WORK TO BE COMPLETED: Starting at the first line of the entries, extract each line up to and including the one that contains "Query: window", but leave out the pictures.

DATA EXTRACTS:
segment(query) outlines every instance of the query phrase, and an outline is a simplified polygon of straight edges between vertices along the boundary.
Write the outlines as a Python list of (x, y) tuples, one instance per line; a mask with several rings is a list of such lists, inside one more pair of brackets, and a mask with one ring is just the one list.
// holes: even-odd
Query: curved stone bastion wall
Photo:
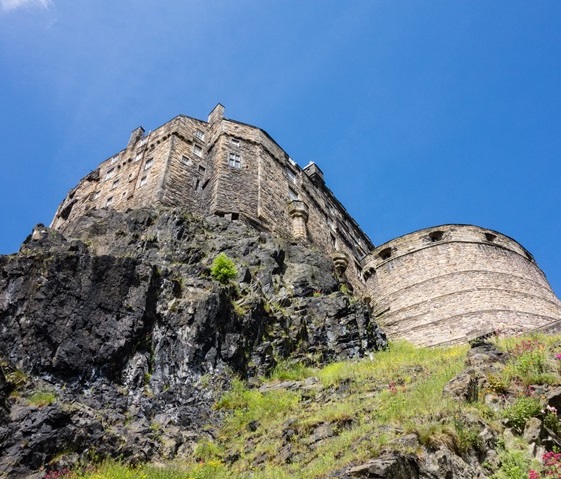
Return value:
[(532, 255), (470, 225), (427, 228), (389, 241), (363, 262), (379, 325), (421, 345), (516, 334), (561, 319), (561, 302)]

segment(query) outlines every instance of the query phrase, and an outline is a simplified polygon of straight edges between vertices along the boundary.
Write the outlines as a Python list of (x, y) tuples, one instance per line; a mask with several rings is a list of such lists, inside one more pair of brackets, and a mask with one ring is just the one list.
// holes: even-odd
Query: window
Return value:
[(152, 163), (154, 163), (154, 159), (150, 158), (145, 164), (144, 164), (144, 169), (147, 170), (148, 168), (150, 168), (152, 166)]
[(204, 166), (199, 165), (199, 173), (200, 173), (201, 175), (204, 175), (204, 174), (205, 174), (205, 171), (206, 171), (206, 168), (205, 168)]
[(429, 238), (431, 241), (440, 241), (442, 239), (442, 236), (444, 235), (443, 231), (431, 231), (429, 233)]
[(230, 138), (230, 143), (232, 143), (232, 145), (234, 146), (240, 146), (240, 140), (238, 140), (237, 138)]
[(123, 191), (123, 194), (121, 196), (124, 198), (125, 196), (127, 196), (127, 192)]
[(117, 188), (118, 184), (119, 184), (119, 179), (116, 179), (115, 181), (113, 181), (113, 184), (111, 185), (111, 189), (114, 190), (115, 188)]
[(143, 138), (142, 140), (140, 140), (140, 143), (138, 144), (138, 147), (140, 148), (141, 146), (144, 146), (147, 141), (148, 141), (148, 137)]
[(113, 197), (112, 196), (107, 198), (107, 201), (105, 202), (105, 206), (109, 206), (109, 205), (111, 205), (111, 203), (113, 203)]
[(199, 187), (201, 186), (201, 180), (198, 178), (195, 180), (195, 191), (199, 191)]
[(144, 175), (142, 178), (140, 178), (140, 186), (144, 186), (147, 181), (148, 181), (148, 176)]
[(109, 179), (109, 178), (113, 178), (115, 176), (115, 168), (110, 168), (109, 170), (107, 170), (107, 173), (105, 173), (105, 179)]
[(288, 181), (290, 181), (293, 184), (296, 184), (297, 181), (296, 173), (294, 173), (294, 171), (292, 171), (290, 168), (286, 169), (286, 176), (288, 177)]
[(139, 161), (139, 160), (141, 160), (141, 159), (142, 159), (142, 152), (137, 153), (136, 156), (134, 157), (134, 160), (133, 160), (133, 161)]
[(296, 191), (294, 191), (292, 188), (288, 188), (288, 197), (291, 200), (297, 200), (298, 199), (298, 193)]
[(195, 137), (197, 137), (199, 140), (205, 141), (205, 134), (201, 130), (197, 130), (195, 132)]
[(191, 166), (193, 164), (193, 162), (189, 158), (187, 158), (186, 156), (182, 156), (180, 161), (185, 166)]
[(111, 158), (111, 164), (114, 165), (117, 162), (118, 159), (119, 159), (119, 157), (117, 157), (117, 156), (114, 156), (113, 158)]
[(390, 258), (392, 255), (392, 249), (391, 248), (384, 248), (382, 251), (380, 251), (378, 253), (378, 256), (380, 257), (380, 259), (388, 259)]
[(493, 233), (485, 233), (485, 239), (487, 241), (495, 241), (495, 239), (497, 238), (497, 235), (494, 235)]
[(228, 164), (233, 168), (241, 168), (242, 167), (242, 160), (240, 155), (236, 155), (235, 153), (230, 153), (228, 157)]
[(193, 145), (193, 153), (197, 156), (203, 156), (203, 149), (200, 145), (194, 144)]
[(99, 198), (99, 195), (101, 195), (101, 191), (96, 191), (93, 195), (93, 199), (97, 200)]

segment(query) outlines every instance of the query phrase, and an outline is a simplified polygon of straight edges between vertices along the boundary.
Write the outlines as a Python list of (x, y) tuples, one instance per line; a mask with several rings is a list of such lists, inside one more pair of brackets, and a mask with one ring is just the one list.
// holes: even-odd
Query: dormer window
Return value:
[(196, 143), (193, 145), (193, 153), (195, 153), (195, 155), (197, 156), (203, 156), (203, 149), (200, 145), (197, 145)]
[(113, 197), (110, 196), (109, 198), (107, 198), (107, 201), (105, 202), (105, 206), (110, 206), (111, 203), (113, 203)]
[(497, 239), (497, 235), (494, 235), (493, 233), (485, 233), (485, 239), (492, 243)]
[(115, 168), (110, 168), (109, 170), (107, 170), (107, 173), (105, 173), (105, 179), (109, 179), (109, 178), (113, 178), (115, 176)]
[(195, 131), (195, 138), (205, 141), (205, 134), (201, 130)]
[(230, 138), (230, 143), (232, 143), (232, 145), (239, 147), (240, 146), (240, 140), (238, 138)]
[(290, 198), (291, 201), (295, 201), (298, 199), (298, 193), (292, 188), (288, 188), (288, 198)]
[(144, 169), (147, 170), (148, 168), (151, 168), (153, 163), (154, 163), (154, 160), (153, 160), (152, 158), (150, 158), (150, 159), (144, 164)]
[(111, 185), (111, 189), (114, 190), (115, 188), (117, 188), (118, 184), (119, 184), (119, 180), (116, 179), (115, 181), (113, 181), (113, 184)]

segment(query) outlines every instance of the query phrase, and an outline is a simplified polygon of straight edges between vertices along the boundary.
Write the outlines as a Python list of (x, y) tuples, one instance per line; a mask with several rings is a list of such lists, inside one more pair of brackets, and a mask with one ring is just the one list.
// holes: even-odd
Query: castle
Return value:
[(73, 188), (51, 227), (95, 208), (182, 206), (246, 221), (325, 251), (338, 277), (369, 297), (390, 338), (435, 345), (490, 329), (515, 334), (561, 320), (561, 302), (531, 254), (471, 225), (427, 228), (377, 248), (327, 188), (315, 164), (301, 168), (262, 129), (224, 117), (177, 116)]

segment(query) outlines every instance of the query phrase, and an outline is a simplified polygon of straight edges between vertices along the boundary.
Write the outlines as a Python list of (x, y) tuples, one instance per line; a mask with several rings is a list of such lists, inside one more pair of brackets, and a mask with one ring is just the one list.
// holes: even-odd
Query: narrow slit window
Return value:
[(110, 168), (109, 170), (107, 170), (107, 173), (105, 174), (105, 179), (109, 179), (109, 178), (113, 178), (115, 176), (115, 168)]
[(237, 147), (240, 146), (240, 140), (238, 140), (237, 138), (231, 138), (230, 143), (232, 143), (232, 145), (237, 146)]
[(294, 201), (298, 199), (298, 193), (294, 191), (292, 188), (288, 188), (288, 198)]
[(116, 179), (113, 181), (113, 184), (111, 185), (111, 189), (114, 190), (115, 188), (117, 188), (117, 185), (119, 184), (119, 180)]
[(143, 176), (142, 178), (140, 178), (140, 186), (144, 186), (147, 181), (148, 181), (148, 176)]
[(487, 241), (493, 242), (497, 239), (497, 235), (494, 235), (493, 233), (485, 233), (485, 239)]
[(205, 134), (201, 130), (195, 131), (195, 137), (201, 141), (205, 141)]
[(107, 201), (105, 202), (105, 206), (110, 206), (111, 203), (113, 203), (113, 197), (110, 196), (109, 198), (107, 198)]
[(152, 164), (154, 163), (154, 160), (152, 158), (150, 158), (145, 164), (144, 164), (144, 169), (147, 170), (149, 168), (152, 168)]
[(203, 149), (200, 145), (194, 144), (193, 145), (193, 153), (197, 156), (203, 156)]

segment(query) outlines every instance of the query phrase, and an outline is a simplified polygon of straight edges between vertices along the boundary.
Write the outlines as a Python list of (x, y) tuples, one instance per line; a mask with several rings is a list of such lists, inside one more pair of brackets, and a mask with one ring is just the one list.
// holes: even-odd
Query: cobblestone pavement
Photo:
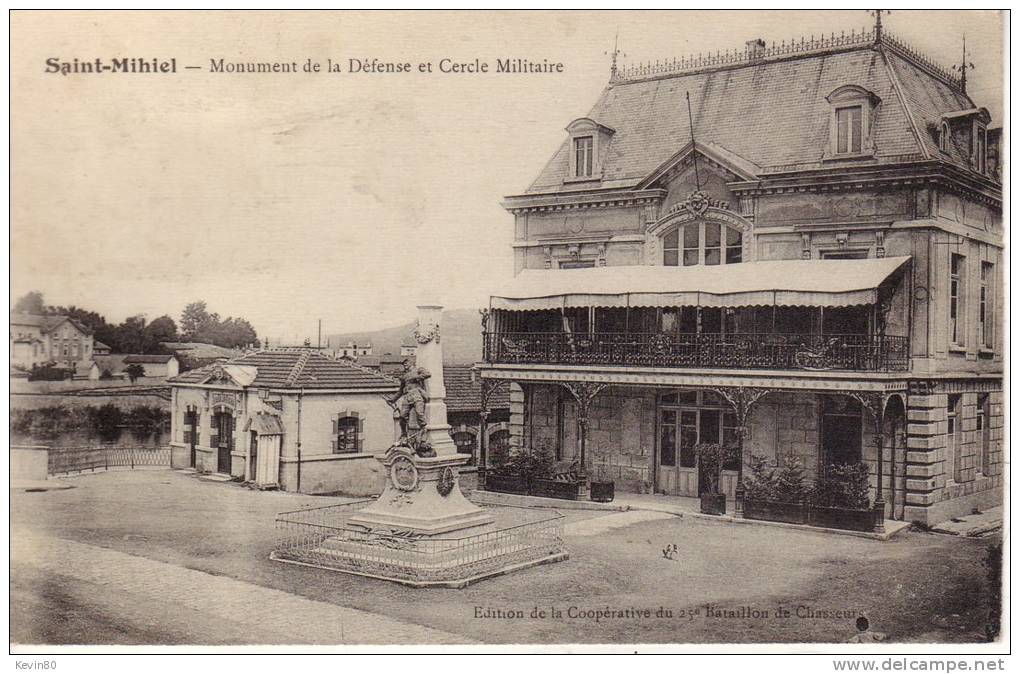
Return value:
[[(65, 601), (86, 605), (89, 621), (107, 616), (136, 643), (216, 644), (460, 644), (471, 640), (358, 609), (181, 566), (12, 531), (12, 557), (22, 579), (45, 577), (63, 588)], [(63, 581), (63, 582), (62, 582)], [(22, 581), (24, 582), (24, 581)], [(32, 592), (16, 586), (31, 603)], [(50, 598), (52, 599), (52, 597)], [(12, 602), (12, 605), (15, 602)], [(24, 603), (20, 610), (32, 610)], [(60, 619), (75, 619), (61, 615)], [(45, 632), (45, 625), (36, 625)], [(67, 626), (64, 626), (66, 629)], [(16, 635), (15, 635), (16, 636)], [(83, 638), (94, 639), (86, 630)], [(158, 637), (158, 638), (156, 638)], [(168, 642), (167, 639), (170, 641)]]

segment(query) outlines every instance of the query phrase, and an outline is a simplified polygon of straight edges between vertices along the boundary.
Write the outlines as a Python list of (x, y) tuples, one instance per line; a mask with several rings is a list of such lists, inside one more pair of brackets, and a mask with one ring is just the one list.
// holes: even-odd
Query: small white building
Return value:
[(176, 377), (181, 366), (173, 354), (132, 354), (123, 359), (124, 366), (141, 365), (143, 377)]
[(372, 355), (372, 344), (355, 344), (354, 342), (347, 342), (341, 344), (333, 350), (337, 358), (357, 358), (358, 356), (371, 356)]
[(264, 350), (170, 380), (171, 464), (306, 494), (378, 494), (396, 380), (309, 350)]

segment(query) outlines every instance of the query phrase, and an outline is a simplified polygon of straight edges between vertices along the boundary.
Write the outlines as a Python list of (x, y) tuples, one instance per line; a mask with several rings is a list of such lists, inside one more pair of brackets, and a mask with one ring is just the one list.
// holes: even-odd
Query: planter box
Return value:
[(725, 515), (726, 494), (702, 494), (701, 512), (706, 515)]
[(516, 475), (497, 475), (487, 472), (485, 474), (485, 489), (504, 494), (526, 495), (528, 493), (528, 480)]
[(544, 496), (546, 498), (562, 498), (576, 501), (578, 495), (584, 489), (584, 482), (573, 482), (566, 480), (532, 480), (531, 495)]
[(616, 498), (616, 483), (615, 482), (592, 482), (588, 485), (589, 495), (592, 501), (598, 501), (599, 503), (609, 503)]
[(807, 524), (808, 517), (808, 505), (806, 503), (744, 500), (745, 519), (786, 522), (788, 524)]
[(849, 508), (826, 508), (813, 505), (808, 509), (808, 524), (828, 529), (874, 531), (875, 511)]

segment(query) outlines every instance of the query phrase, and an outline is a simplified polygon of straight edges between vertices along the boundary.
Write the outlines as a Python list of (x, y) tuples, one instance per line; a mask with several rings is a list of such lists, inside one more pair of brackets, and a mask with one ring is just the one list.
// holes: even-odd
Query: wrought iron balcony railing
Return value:
[(903, 372), (890, 335), (486, 332), (489, 363)]

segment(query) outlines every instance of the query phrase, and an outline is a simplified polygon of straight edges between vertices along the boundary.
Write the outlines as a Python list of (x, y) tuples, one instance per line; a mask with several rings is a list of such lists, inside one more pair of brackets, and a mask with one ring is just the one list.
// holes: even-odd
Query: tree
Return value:
[(131, 380), (131, 383), (134, 384), (136, 379), (145, 376), (145, 368), (138, 363), (131, 363), (124, 368), (124, 374), (126, 374), (128, 379)]
[[(114, 341), (121, 353), (145, 352), (145, 316), (129, 316), (114, 330)], [(113, 344), (110, 345), (111, 347)]]
[(181, 335), (189, 342), (201, 341), (199, 336), (209, 328), (210, 318), (205, 302), (192, 302), (181, 312)]
[(23, 314), (44, 314), (46, 313), (46, 302), (43, 301), (43, 294), (33, 290), (18, 298), (14, 303), (14, 310)]
[(158, 353), (160, 342), (177, 341), (177, 324), (169, 316), (160, 316), (145, 326), (145, 353)]

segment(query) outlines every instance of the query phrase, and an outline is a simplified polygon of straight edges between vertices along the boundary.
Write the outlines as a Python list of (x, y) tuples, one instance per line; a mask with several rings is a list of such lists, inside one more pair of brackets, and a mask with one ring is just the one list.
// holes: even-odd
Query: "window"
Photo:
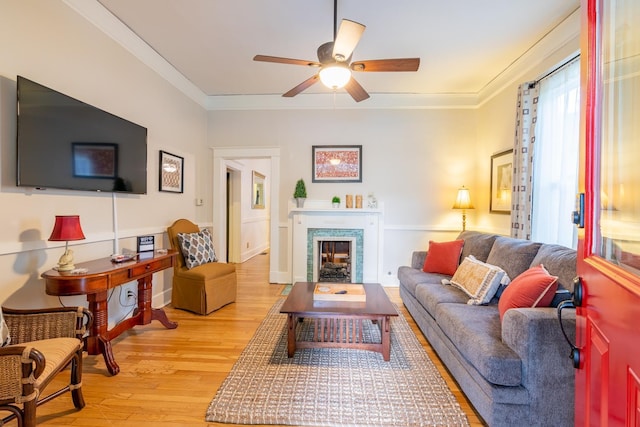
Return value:
[(580, 61), (539, 82), (533, 168), (531, 238), (575, 248), (571, 222), (580, 160)]

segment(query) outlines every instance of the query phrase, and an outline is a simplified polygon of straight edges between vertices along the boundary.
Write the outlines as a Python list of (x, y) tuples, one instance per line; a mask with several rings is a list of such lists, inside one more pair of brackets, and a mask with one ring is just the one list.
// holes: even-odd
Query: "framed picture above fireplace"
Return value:
[(362, 145), (314, 145), (313, 182), (362, 182)]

SOLUTION:
segment(query) outlines every instance of the query phrase, and an outline is a simplified polygon of straight edges between vertices along the boundary.
Write the outlines as a Python list of (x, y) tuples, one instance per line; a mask with several rings is a list of such lists, inside one more pair of brackets, and a mask with one ring is just the one list.
// holes: even-odd
Query: curved stone bastion wall
Photo:
Return value:
[(532, 255), (470, 225), (427, 228), (389, 241), (363, 262), (379, 325), (421, 345), (516, 334), (561, 319), (561, 302)]

segment(query) outlines every instance of the query phrase, and an outline is a simplified polygon of straight edges between vertices along the boundary.
Write the outlines as a Python list of (x, y) tuples, one instance per line; a mask with several rings is a list of such lists, inside one more pair of brackets, and a mask with one ring is just the one list.
// holes: even-odd
Query: window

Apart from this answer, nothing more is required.